*Görev Talimatı 1*
Aşağıdaki kayıtların başından başlayıp "positive clicks: (606, 287)" ifadesini içeren satırda biten satırları, iki uç da dahil olmak üzere aynen yazın. Resimleri cevaba almayın.

*Kaynak Metin*
BAŞKAN – 30’uncu madde üzerinde Cumhuriyet Halk Partisi Grubu adına Tekirdağ Milletvekili Enis Tütüncü, AK Parti Grubu adına Kocaeli Milletvekili ve Grup Başkan Vekili Nihat Ergün; şahısları adına Kahramanmaraş Milletvekili Veysi Kaynak, Ordu Milletvekili Ayhan Yılmaz ve İstanbul Milletvekili Mustafa Özyürek’in söz talepleri vardır.

İlk konuşma, Cumhuriyet Halk Partisi Grubu adına Tekirdağ Milletvekili Enis Tütüncü’ye aittir.

Buyurun Sayın Tütüncü.

ENİS TÜTÜNCÜ (Tekirdağ) – Sayın Başkan, ben söz hakkımı Sayın Mustafa Özyürek’e veriyorum.

BAŞKAN – Evet, Cumhuriyet Halk Partisi Grubu adına Sayın Mustafa Özyürek konuşacaklardır.

[Saklanan veriler]
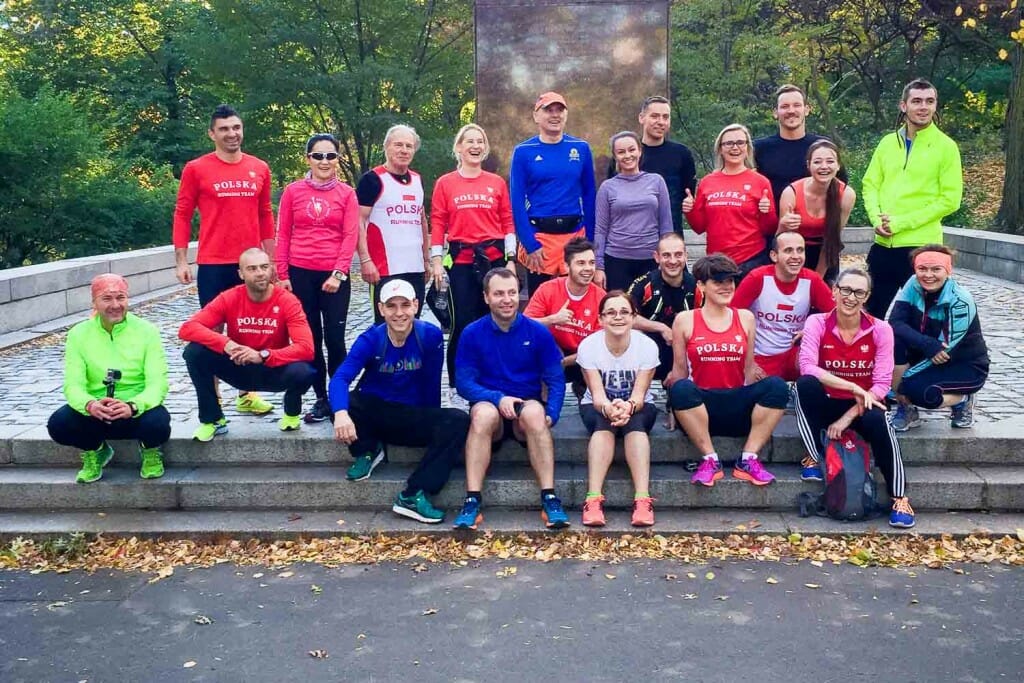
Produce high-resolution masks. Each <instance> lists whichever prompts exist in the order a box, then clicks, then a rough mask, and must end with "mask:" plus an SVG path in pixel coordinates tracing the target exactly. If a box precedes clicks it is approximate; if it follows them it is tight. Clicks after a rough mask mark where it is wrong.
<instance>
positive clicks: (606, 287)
mask: <svg viewBox="0 0 1024 683" xmlns="http://www.w3.org/2000/svg"><path fill="white" fill-rule="evenodd" d="M656 267H657V262H655V261H654V259H652V258H640V259H636V258H620V257H617V256H612V255H611V254H605V255H604V278H605V283H604V284H605V288H604V290H605V291H606V292H610V291H611V290H624V291H625V290H627V289H629V286H630V285H632V284H633V281H634V280H636V279H637V278H639V276H640V275H645V274H647V273H648V272H650V271H651V270H653V269H654V268H656Z"/></svg>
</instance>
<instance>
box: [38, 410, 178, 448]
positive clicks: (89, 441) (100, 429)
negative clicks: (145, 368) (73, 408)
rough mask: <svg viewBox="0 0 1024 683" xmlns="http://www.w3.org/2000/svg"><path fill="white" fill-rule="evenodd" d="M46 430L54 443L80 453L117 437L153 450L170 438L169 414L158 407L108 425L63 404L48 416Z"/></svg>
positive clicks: (169, 424) (113, 422)
mask: <svg viewBox="0 0 1024 683" xmlns="http://www.w3.org/2000/svg"><path fill="white" fill-rule="evenodd" d="M46 431H48V432H49V433H50V438H52V439H53V440H54V441H56V442H57V443H59V444H61V445H70V446H74V447H76V449H78V450H79V451H95V450H96V449H98V447H99V446H100V445H102V444H103V441H105V440H108V439H116V438H117V439H122V438H123V439H138V441H139V443H141V444H142V446H143V447H146V449H153V447H156V446H158V445H161V444H163V443H165V442H166V441H167V439H169V438H170V437H171V415H170V414H169V413H168V412H167V409H166V408H164V407H163V405H157V407H156V408H151V409H150V410H148V411H146V412H145V413H142V414H141V415H137V416H135V417H134V418H126V419H124V420H115V421H114V422H110V423H108V422H103V421H102V420H97V419H96V418H94V417H92V416H91V415H82V414H81V413H79V412H78V411H76V410H75V409H73V408H72V407H71V405H63V407H61V408H58V409H57V411H56V413H54V414H53V415H51V416H50V420H49V422H47V423H46Z"/></svg>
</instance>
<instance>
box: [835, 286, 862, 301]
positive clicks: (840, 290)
mask: <svg viewBox="0 0 1024 683" xmlns="http://www.w3.org/2000/svg"><path fill="white" fill-rule="evenodd" d="M836 289H837V290H839V293H840V294H841V295H842V296H845V297H846V296H852V297H853V298H854V299H856V300H857V301H863V300H864V299H866V298H867V295H868V294H870V291H868V290H855V289H853V288H852V287H837V288H836Z"/></svg>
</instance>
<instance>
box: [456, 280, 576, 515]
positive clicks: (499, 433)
mask: <svg viewBox="0 0 1024 683" xmlns="http://www.w3.org/2000/svg"><path fill="white" fill-rule="evenodd" d="M483 299H484V301H486V303H487V307H488V308H489V309H490V314H489V315H485V316H483V317H481V318H479V319H477V321H474V322H473V323H470V324H469V326H468V327H467V328H466V329H465V331H463V333H462V338H461V339H460V340H459V349H458V350H457V352H456V362H455V367H456V387H457V388H458V390H459V394H460V395H461V396H462V397H463V398H465V399H466V400H468V401H469V403H470V405H471V407H472V408H471V409H470V412H469V419H470V425H469V436H468V437H467V438H466V500H465V502H464V503H463V506H462V512H460V513H459V516H458V517H456V520H455V527H456V528H476V525H477V524H478V523H479V522H480V521H482V519H483V517H482V515H480V507H481V505H482V500H483V495H482V493H481V492H482V490H483V478H484V476H486V474H487V467H488V466H489V465H490V453H492V451H493V450H494V447H495V446H496V445H498V444H500V443H501V442H502V441H503V440H504V439H507V438H515V439H516V440H517V441H519V442H520V443H522V444H524V445H525V446H526V452H527V453H528V454H529V464H530V467H532V468H534V474H535V475H536V476H537V483H538V484H539V485H540V486H541V517H542V518H543V519H544V520H545V523H546V524H547V526H548V528H563V527H565V526H568V525H569V518H568V516H567V515H566V514H565V510H564V509H562V502H561V500H559V498H558V496H557V495H555V444H554V440H553V439H552V437H551V428H552V427H554V425H555V423H556V422H558V417H559V416H560V415H561V412H562V400H563V399H564V398H565V381H564V379H563V378H562V364H561V360H562V353H561V351H559V350H558V346H557V345H556V344H555V340H554V338H552V336H551V333H550V332H548V330H547V328H545V327H544V326H543V325H541V324H540V323H538V322H537V321H531V319H530V318H528V317H526V316H525V315H522V314H520V313H519V280H518V279H517V278H516V275H515V273H514V272H513V271H511V270H509V269H508V268H494V269H492V270H489V271H488V272H487V274H486V275H484V276H483ZM545 390H546V391H547V398H546V399H545V398H544V394H545Z"/></svg>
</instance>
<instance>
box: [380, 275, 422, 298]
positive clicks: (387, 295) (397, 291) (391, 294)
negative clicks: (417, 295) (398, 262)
mask: <svg viewBox="0 0 1024 683" xmlns="http://www.w3.org/2000/svg"><path fill="white" fill-rule="evenodd" d="M396 296H400V297H402V298H406V299H409V300H410V301H415V300H416V290H414V289H413V286H412V285H410V284H409V283H407V282H406V281H404V280H390V281H388V282H387V283H385V284H384V285H383V286H382V287H381V294H380V300H381V303H387V302H388V301H390V300H391V299H393V298H394V297H396Z"/></svg>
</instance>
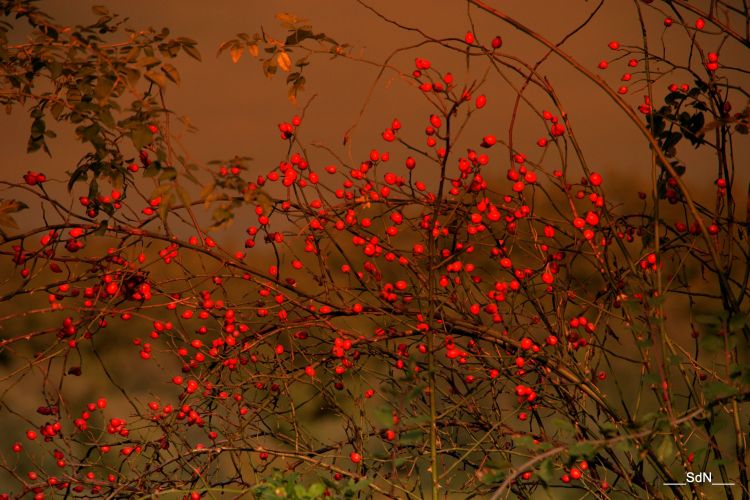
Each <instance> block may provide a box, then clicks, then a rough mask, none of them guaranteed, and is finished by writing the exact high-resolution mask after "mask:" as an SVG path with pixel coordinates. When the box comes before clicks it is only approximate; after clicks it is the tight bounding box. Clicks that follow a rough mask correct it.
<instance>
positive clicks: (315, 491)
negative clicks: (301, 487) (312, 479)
mask: <svg viewBox="0 0 750 500" xmlns="http://www.w3.org/2000/svg"><path fill="white" fill-rule="evenodd" d="M325 490H326V486H325V484H323V483H315V484H313V485H311V486H310V488H308V490H307V496H309V497H310V498H318V497H322V496H323V492H324V491H325Z"/></svg>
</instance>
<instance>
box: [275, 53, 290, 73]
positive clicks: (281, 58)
mask: <svg viewBox="0 0 750 500" xmlns="http://www.w3.org/2000/svg"><path fill="white" fill-rule="evenodd" d="M276 63H277V64H278V65H279V68H280V69H281V71H283V72H284V73H288V72H289V70H290V69H292V59H291V58H290V57H289V54H287V53H286V52H279V53H278V55H277V56H276Z"/></svg>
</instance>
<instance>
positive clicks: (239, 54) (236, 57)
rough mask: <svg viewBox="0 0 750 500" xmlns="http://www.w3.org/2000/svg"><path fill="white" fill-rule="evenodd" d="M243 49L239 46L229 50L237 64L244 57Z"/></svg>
mask: <svg viewBox="0 0 750 500" xmlns="http://www.w3.org/2000/svg"><path fill="white" fill-rule="evenodd" d="M242 52H243V51H242V47H240V46H239V45H232V48H231V49H229V54H230V55H231V56H232V62H233V63H235V64H237V62H238V61H239V60H240V57H242Z"/></svg>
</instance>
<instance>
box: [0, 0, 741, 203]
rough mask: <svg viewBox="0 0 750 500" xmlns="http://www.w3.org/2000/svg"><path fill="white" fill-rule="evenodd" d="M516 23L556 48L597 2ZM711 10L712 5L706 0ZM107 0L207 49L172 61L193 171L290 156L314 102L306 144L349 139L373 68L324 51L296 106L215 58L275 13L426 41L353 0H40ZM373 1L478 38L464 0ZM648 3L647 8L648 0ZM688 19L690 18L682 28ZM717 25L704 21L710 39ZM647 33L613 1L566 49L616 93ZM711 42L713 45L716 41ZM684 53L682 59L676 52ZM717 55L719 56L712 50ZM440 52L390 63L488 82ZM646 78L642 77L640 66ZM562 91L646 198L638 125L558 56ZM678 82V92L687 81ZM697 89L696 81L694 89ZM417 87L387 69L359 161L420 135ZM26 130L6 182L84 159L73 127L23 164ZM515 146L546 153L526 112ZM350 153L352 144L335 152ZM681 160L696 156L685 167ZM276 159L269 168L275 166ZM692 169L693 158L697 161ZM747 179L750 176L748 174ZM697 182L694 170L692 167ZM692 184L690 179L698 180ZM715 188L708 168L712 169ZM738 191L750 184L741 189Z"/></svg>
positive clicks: (655, 30)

*Görev Talimatı 2*
30'uncu madde üzerindeki Meclis görüşmesi tutanağını, gösterilen son cümleden sonrasını yazarak sürdürün.

*Cevap Alanı 1*
Produce high-resolution masks. Each <instance> lists whichever prompts exist in the order a box, then clicks, then a rough mask, and must end with "mask:" plus an SVG path in pixel coordinates tracing the target exactly. If a box precedes clicks it is approximate; if it follows them it is tight. Clicks after a rough mask mark where it is wrong.
<instance>
positive clicks: (606, 287)

*Cevap Alanı 2*
Buyurun efendim. (CHP sıralarından alkışlar)

CHP GRUBU ADINA MUSTAFA ÖZYÜREK (İstanbul) – Sayın Başkan, saygıdeğer milletvekilleri; Cumhuriyet Halk Partisi Grubu adına hepinizi saygıyla selamlıyorum.

Değerli arkadaşlarım, biraz önce, bankalarla ilgili tartışma yaşanırken buraya çıkan bir milletvekili “Burada, AK Parti dışında bütün partilerin, banka batırılmasında sorumluluğu vardır.” dedi.

Şimdi, değerli arkadaşlarım, bazı şeyleri söylerken tarih bilmek lazım, olaylara vakıf olmak lazım. Cumhuriyet Halk Partisinin herhangi bir bankanın batırılmasında en ufak bir rolü olduğunu iddia edecek, ispat edecek bir insan çıksın, biz, grup olarak bu Parlamentodan istifa ediyoruz. Cumhuriyet Halk Partisinin, uzun zamandır, bu Parlamentoda iktidarda olmadığını herkes biliyor. Böyle…

ÖZKAN ÖKSÜZ (Konya) – Dışarıdan destekliyordunuz, unutma!

MUSTAFA ÖZYÜREK (Devamla) – Dışarıdan desteklemek başka, bir bankayı batırmak başkadır.

ÖZKAN ÖKSÜZ (Konya) – Hükûmeti destekliyordunuz.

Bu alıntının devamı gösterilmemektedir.